* [Source information]:
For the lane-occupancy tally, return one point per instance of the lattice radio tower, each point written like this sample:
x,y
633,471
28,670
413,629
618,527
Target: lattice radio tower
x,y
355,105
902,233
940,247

* [Your instructions]: The records above should be returned exactly.

* [Response]:
For the lane-occupancy tally, return one point per instance of the lattice radio tower, each point written like this sample:
x,y
633,471
28,670
413,629
618,527
Target: lattice radio tower
x,y
355,105
902,233
940,247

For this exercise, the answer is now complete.